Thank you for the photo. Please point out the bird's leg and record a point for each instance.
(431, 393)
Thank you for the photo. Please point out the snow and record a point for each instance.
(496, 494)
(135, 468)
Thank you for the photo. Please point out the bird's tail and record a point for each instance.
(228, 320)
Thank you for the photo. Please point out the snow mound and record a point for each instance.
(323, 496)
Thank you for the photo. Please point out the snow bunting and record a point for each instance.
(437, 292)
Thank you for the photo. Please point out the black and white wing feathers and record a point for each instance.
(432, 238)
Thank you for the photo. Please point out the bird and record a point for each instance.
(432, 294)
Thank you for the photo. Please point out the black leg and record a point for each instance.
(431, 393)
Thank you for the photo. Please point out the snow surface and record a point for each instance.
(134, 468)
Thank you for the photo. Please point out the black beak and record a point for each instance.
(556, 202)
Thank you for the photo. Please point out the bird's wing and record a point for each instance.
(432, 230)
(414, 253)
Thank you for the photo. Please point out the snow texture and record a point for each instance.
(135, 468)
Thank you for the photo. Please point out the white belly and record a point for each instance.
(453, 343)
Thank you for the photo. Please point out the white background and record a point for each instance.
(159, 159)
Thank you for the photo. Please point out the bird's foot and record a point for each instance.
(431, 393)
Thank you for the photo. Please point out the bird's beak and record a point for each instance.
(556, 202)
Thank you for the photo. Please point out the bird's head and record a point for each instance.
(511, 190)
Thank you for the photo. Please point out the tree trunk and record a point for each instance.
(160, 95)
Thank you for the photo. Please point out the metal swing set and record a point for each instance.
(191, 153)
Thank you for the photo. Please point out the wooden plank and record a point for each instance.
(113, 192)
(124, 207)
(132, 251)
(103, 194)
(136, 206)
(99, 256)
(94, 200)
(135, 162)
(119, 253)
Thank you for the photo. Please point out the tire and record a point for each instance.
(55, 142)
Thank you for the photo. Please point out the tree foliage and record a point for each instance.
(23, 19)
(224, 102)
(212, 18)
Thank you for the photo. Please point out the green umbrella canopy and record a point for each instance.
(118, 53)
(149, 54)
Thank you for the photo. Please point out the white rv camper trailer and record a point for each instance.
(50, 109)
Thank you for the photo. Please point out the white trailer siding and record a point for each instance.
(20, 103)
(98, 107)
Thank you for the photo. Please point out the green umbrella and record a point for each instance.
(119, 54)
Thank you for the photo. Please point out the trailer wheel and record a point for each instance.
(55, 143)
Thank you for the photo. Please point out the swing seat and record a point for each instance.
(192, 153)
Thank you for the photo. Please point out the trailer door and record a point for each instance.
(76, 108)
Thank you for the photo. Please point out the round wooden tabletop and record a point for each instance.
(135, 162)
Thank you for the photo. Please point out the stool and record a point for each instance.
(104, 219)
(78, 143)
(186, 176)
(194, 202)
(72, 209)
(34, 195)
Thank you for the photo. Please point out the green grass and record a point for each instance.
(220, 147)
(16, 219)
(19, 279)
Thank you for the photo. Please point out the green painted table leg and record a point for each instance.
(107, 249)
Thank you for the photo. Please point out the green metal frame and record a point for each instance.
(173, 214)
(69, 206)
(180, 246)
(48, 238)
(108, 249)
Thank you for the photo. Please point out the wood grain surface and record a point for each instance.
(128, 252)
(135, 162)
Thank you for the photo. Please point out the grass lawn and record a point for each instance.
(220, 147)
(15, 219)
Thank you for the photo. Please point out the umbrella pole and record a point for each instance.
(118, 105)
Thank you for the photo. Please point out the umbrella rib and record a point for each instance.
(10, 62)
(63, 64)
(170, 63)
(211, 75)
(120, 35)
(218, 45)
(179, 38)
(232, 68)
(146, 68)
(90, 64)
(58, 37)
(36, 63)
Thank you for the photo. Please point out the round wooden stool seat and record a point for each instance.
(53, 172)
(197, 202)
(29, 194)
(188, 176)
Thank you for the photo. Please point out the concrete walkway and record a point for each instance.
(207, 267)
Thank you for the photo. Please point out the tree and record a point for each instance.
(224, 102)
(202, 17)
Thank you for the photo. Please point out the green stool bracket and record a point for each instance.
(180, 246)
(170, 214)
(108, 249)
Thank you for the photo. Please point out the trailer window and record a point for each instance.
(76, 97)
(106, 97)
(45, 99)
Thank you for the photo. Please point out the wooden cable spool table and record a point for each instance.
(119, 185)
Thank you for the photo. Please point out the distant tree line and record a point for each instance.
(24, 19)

+ + + + + + +

▶ Problem details
Copy out each entry precisely. Leave nothing out.

▶ Response
Thank you for the photo. Please point out the bird's leg and record a point for each instance.
(431, 393)
Thank you for the photo. Please point out the snow and record a point for each instance.
(496, 494)
(135, 468)
Thank you for the photo. Please point out the bird's tail and record a point for each instance.
(228, 320)
Thank you for the photo. Please point out the snow mound and record a point for each instance.
(323, 496)
Thank you for the photo. Please point out the snow bunting and record a point for each instance.
(437, 292)
Thank you for the photo. Please point out the black and white wing feathers and record a point for each instance.
(432, 238)
Thank you for the photo. Please point out the bird and record a point for each instance.
(432, 294)
Thank you for the photo. Please point out the black leg and record a point for each instance.
(431, 393)
Thank you for the photo. Please point out the snow surface and record a point for each instance.
(134, 468)
Thank you for the photo. Please point out the black beak and record a point for each instance.
(556, 202)
Thank you for the photo. Please point out the bird's wing and record a point for each instance.
(432, 230)
(414, 253)
Thank you for the photo. Please point out the snow texture and record a point for each instance.
(135, 468)
Thank you for the photo. Please point out the white belly and record a point for each instance.
(453, 343)
Thank you for the photo. Please point out the white background and record a point for each instance.
(159, 159)
Thank you for the photo. Please point out the bird's foot and record a point for each instance.
(431, 393)
Thank you for the photo. Please point out the bird's beak and record a point for each instance.
(556, 202)
Thank you for the photo. Please point out the bird's head and record a point for each instance.
(511, 190)
Thank you for the photo. Please point out the tree trunk and record a point for each instance.
(160, 95)
Thank you for the photo. Please point out the metal swing set and record a point for each instance.
(191, 153)
Thank you for the photo. Please point out the wooden plank and record a point for each instance.
(113, 192)
(124, 207)
(132, 251)
(103, 194)
(136, 206)
(99, 256)
(94, 200)
(135, 162)
(119, 253)
Thank you for the photo. Please point out the tire and record a point for each instance.
(55, 142)
Thank you for the photo. Please point out the tree foliage and record a point for each instance.
(23, 19)
(224, 102)
(212, 18)
Thank you for the photo. Please point out the green umbrella canopy and record a point for each instance.
(118, 53)
(149, 54)
Thank you for the photo. Please point out the white rv camper trailer and record a point for each instance.
(50, 109)
Thank you for the photo. Please point out the white trailer siding and record a point for each instance.
(20, 103)
(98, 107)
Thank you for the photo. Please point out the green umbrella and record a point for each instance.
(119, 54)
Thank you for the photo. Please point out the trailer wheel and record a point for each instance.
(55, 143)
Thank you for the photo. Please point out the swing seat and record a point for each instance.
(192, 153)
Thank you for the photo. Please point out the trailer door and record a point for each instance.
(76, 108)
Thank you for the photo. Please point out the round wooden tabletop and record a point for each instance.
(135, 162)
Thank you for the photo. Please point out the stool and record a point for each instance.
(104, 219)
(78, 143)
(186, 176)
(194, 202)
(72, 209)
(34, 195)
Thank you for the photo. Please point out the green grass and record a point for each instance.
(220, 147)
(16, 219)
(19, 279)
Thank you for the photo. Please point out the green painted table leg and record a point for each instance.
(107, 249)
Thank you for the photo. Please point out the green metal frame and record a point for each instance.
(173, 214)
(69, 206)
(180, 246)
(48, 238)
(108, 249)
Thank you for the photo. Please point out the wood grain surface and record a point for each instance.
(128, 252)
(135, 162)
Thank you for the photo. Please point out the grass lawn and record a point for each instance.
(220, 147)
(15, 219)
Thank you for the photo. Please point out the umbrella pole and record a point for each instance.
(118, 105)
Thank you for the photo. Please point out the umbrella rib and record a point for each instance.
(10, 62)
(63, 64)
(170, 63)
(211, 75)
(120, 35)
(218, 45)
(179, 38)
(232, 68)
(146, 68)
(90, 64)
(58, 37)
(36, 63)
Thank you for the photo. Please point out the round wooden stool seat and record a point for each instance.
(53, 172)
(197, 202)
(29, 194)
(188, 176)
Thank you for the photo. Please point out the concrete walkway and record a point for each instance.
(207, 267)
Thank you for the photo. Please point out the tree and record a point for each instance.
(224, 102)
(202, 17)
Thank you for the photo. Please point out the green stool bracket and record a point for each instance.
(180, 246)
(170, 214)
(108, 249)
Thank you for the photo. Please point out the trailer window and record a point for each instance.
(76, 97)
(106, 97)
(45, 99)
Thank you for the photo. Please point out the wooden cable spool table and record a point for each instance.
(119, 185)
Thank you for the photo. Please point out the distant tree line and record a point for each instance.
(24, 19)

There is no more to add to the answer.